## Required task
In the records below, find the line containing "Would you mind pointing out the rocky slope"; give it again exactly, along with every line that follows, and nothing else.

## Records
## Begin
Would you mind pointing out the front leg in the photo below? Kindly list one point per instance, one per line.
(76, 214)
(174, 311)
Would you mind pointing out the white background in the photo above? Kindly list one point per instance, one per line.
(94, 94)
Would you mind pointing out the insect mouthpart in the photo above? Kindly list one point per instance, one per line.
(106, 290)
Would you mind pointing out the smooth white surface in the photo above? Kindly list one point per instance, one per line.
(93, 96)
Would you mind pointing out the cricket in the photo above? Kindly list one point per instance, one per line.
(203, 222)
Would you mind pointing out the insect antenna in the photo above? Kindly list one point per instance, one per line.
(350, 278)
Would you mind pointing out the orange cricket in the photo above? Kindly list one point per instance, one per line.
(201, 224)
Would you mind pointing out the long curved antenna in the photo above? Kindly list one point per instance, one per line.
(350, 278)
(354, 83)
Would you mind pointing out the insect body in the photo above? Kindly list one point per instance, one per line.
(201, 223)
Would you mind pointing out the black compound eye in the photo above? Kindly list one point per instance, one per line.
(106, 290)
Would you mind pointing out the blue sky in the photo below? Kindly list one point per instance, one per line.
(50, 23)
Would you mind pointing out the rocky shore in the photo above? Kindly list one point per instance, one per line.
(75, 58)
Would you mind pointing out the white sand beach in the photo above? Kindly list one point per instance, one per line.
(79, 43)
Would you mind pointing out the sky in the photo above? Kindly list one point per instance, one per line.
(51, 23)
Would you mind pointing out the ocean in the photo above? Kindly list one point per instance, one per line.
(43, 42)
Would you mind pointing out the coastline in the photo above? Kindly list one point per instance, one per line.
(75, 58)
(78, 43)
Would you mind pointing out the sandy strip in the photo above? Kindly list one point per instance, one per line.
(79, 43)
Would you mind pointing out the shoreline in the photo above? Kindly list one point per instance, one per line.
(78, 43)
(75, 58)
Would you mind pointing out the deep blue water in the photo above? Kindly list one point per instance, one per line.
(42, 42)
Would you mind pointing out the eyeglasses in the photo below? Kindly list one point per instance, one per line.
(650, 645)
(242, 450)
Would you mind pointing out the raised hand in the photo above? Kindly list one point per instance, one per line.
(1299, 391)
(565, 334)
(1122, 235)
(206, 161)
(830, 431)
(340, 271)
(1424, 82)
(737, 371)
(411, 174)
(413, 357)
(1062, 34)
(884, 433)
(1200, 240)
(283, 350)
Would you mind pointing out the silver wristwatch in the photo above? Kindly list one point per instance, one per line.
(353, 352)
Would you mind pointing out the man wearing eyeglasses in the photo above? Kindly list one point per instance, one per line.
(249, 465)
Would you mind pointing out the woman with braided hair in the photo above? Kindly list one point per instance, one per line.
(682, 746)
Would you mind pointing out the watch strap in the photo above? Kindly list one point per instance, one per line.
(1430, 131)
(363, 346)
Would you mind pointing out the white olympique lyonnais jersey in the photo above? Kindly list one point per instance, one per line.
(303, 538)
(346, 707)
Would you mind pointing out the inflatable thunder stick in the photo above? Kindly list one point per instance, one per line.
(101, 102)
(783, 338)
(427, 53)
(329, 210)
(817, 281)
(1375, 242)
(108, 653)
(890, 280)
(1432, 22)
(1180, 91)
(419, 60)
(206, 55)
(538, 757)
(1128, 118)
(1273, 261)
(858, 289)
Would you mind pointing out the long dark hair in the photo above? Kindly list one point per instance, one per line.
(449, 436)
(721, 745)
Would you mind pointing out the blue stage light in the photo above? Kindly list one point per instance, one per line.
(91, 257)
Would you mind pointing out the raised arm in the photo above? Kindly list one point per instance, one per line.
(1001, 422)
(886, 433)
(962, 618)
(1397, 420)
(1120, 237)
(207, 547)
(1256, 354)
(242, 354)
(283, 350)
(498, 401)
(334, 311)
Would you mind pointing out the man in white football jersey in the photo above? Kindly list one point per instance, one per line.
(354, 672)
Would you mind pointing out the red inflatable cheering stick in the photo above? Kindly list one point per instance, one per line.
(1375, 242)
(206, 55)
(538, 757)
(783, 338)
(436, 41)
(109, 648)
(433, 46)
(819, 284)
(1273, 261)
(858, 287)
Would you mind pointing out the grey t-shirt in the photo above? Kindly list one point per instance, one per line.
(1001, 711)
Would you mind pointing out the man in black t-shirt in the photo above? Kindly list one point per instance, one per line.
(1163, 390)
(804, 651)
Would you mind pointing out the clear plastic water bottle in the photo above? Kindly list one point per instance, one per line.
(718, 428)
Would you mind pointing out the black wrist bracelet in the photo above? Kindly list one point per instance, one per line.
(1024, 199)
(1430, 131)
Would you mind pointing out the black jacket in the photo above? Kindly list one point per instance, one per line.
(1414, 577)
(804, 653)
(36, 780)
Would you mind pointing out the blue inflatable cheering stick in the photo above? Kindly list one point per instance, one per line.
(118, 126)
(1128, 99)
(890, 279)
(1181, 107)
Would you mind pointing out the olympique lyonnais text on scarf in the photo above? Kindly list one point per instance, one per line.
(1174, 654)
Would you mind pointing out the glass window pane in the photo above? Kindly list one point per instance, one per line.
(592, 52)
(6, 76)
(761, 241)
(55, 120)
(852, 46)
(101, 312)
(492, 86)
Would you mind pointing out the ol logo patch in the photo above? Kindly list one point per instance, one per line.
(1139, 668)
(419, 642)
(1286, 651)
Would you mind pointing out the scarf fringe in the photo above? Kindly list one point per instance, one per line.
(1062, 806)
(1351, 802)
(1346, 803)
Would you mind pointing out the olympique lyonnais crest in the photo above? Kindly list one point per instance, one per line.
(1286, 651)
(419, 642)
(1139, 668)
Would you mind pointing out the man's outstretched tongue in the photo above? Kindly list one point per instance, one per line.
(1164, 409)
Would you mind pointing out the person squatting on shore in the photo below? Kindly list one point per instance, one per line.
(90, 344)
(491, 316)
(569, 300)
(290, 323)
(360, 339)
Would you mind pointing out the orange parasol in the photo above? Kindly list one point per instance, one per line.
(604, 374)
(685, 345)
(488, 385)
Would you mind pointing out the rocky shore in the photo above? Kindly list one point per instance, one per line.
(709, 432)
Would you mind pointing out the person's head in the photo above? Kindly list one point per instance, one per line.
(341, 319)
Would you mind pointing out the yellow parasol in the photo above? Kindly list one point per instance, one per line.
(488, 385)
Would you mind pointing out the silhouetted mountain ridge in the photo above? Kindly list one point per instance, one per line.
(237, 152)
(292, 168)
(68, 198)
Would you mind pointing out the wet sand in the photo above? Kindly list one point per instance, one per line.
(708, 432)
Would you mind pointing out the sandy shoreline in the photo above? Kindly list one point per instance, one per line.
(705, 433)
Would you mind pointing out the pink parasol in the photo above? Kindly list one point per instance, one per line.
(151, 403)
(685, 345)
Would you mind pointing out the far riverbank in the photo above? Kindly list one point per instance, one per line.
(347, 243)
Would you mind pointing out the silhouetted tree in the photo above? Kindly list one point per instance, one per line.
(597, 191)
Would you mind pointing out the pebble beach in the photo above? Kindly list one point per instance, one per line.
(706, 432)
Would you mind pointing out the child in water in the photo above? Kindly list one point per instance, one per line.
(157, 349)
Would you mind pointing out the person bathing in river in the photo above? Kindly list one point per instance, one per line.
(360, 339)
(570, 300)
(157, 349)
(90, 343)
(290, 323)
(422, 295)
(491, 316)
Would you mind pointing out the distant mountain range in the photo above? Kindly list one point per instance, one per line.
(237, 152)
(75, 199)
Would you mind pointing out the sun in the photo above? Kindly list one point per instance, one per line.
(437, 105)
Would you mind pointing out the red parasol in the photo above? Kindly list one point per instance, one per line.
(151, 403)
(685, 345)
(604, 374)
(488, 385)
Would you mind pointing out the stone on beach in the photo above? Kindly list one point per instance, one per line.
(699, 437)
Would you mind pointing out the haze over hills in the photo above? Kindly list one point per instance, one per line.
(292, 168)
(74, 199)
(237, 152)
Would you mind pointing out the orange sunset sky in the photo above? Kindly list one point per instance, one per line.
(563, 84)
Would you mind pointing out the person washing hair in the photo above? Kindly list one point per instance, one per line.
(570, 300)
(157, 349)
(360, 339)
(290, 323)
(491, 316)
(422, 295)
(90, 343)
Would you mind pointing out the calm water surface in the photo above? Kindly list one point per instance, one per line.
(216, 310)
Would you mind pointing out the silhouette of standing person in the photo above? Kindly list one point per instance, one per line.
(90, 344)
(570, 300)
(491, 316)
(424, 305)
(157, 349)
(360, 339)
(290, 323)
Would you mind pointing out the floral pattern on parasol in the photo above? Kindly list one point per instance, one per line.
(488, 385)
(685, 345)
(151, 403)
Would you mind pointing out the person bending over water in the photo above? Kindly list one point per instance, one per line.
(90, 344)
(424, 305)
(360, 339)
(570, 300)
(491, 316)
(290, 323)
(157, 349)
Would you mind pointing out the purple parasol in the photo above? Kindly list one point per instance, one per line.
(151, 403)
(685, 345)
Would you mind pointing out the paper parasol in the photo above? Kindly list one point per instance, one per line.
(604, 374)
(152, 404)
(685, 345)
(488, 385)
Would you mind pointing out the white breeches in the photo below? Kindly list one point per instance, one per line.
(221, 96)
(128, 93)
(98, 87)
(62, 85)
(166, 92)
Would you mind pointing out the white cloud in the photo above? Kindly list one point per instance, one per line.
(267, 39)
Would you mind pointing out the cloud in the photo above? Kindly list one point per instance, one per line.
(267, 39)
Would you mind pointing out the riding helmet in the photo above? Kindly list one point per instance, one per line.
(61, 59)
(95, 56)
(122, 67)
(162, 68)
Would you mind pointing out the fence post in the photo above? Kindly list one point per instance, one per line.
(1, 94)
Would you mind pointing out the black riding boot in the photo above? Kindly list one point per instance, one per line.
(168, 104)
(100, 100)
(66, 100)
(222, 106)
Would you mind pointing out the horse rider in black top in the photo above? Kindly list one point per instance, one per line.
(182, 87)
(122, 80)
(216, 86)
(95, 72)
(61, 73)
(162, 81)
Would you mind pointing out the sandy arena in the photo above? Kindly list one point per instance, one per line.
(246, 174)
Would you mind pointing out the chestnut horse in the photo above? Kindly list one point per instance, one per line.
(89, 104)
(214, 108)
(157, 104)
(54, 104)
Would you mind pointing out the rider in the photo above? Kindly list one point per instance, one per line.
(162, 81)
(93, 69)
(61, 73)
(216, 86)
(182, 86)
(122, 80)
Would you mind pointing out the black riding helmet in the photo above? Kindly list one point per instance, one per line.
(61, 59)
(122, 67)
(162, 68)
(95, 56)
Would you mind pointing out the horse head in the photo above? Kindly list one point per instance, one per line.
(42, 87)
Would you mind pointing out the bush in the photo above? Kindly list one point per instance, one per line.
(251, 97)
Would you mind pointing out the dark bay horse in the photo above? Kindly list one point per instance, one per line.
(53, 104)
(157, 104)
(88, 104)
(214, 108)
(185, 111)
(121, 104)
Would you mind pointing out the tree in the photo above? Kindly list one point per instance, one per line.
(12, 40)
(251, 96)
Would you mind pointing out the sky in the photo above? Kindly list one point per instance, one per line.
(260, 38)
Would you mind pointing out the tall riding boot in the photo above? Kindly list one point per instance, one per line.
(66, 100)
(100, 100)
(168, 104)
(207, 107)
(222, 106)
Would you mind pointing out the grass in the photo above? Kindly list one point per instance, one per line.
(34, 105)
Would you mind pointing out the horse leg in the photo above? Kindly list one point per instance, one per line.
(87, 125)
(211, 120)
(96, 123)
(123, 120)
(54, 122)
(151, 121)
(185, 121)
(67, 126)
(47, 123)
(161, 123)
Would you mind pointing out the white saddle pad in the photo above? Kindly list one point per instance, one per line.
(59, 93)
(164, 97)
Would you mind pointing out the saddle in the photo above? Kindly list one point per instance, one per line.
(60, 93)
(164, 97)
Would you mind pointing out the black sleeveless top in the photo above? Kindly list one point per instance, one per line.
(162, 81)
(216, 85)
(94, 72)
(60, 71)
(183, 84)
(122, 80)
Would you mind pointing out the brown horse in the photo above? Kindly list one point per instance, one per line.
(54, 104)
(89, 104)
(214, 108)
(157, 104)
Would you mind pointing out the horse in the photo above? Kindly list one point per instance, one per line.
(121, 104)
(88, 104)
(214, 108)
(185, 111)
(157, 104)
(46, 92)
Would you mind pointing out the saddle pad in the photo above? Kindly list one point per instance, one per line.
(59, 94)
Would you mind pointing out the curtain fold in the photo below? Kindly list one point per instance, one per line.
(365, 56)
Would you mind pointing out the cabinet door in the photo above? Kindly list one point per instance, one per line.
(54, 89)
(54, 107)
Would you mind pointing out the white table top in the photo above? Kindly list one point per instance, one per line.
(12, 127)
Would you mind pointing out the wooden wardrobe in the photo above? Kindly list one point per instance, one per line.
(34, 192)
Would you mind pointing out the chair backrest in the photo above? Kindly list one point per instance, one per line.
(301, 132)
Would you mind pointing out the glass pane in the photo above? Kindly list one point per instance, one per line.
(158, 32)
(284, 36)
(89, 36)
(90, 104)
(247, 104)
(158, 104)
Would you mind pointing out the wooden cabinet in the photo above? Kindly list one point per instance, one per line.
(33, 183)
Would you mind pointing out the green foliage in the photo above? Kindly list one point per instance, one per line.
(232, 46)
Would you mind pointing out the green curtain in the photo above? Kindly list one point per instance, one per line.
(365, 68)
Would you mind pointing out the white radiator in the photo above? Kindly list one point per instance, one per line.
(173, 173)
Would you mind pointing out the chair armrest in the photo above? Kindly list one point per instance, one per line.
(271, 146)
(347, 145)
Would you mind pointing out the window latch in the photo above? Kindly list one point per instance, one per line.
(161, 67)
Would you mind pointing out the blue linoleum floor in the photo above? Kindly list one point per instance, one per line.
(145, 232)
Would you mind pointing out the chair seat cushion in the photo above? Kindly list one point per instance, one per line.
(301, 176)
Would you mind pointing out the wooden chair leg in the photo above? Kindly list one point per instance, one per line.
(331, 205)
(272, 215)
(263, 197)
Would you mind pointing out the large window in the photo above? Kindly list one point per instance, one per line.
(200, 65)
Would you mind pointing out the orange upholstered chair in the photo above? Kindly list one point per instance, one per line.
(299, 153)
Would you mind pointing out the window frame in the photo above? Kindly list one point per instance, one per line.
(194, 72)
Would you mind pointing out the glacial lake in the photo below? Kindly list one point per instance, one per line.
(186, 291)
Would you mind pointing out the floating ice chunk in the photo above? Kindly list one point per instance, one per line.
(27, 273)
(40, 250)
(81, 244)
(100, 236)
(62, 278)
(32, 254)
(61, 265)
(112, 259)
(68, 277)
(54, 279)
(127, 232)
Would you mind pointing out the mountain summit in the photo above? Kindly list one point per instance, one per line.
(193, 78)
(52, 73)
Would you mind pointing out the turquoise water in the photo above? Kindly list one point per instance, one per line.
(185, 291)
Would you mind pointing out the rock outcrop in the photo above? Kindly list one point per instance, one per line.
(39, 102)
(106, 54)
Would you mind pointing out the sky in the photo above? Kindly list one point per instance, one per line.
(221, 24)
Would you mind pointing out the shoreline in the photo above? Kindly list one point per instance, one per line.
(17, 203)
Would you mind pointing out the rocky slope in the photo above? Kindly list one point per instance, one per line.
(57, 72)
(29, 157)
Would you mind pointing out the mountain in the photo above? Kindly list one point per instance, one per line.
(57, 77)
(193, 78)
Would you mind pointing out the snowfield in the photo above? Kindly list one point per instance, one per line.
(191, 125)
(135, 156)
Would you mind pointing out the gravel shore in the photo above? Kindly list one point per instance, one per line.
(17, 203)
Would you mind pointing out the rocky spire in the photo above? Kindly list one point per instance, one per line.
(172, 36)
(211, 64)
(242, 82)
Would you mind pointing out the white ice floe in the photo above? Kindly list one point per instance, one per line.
## End
## Task result
Would you mind pointing out the rocky slope in the photo above? Kindly list one point per instance, one per line.
(57, 72)
(29, 157)
Would you mind pointing out the mountain in the photo above? Kindly list one point per instance, one per line.
(57, 77)
(193, 78)
Would you mind pointing out the snowfield in the photo above? Kindly list one point per instance, one per line.
(191, 125)
(135, 156)
Would you mind pointing out the gravel shore in the photo above? Kindly list one point per instance, one per line.
(17, 203)
Would you mind pointing out the rocky spire in the photo above? Kindly list one point per instance, one per line.
(172, 36)
(211, 64)
(242, 82)
Would you mind pointing out the white ice floe in the photo above? Kindly list one point per instance, one per line.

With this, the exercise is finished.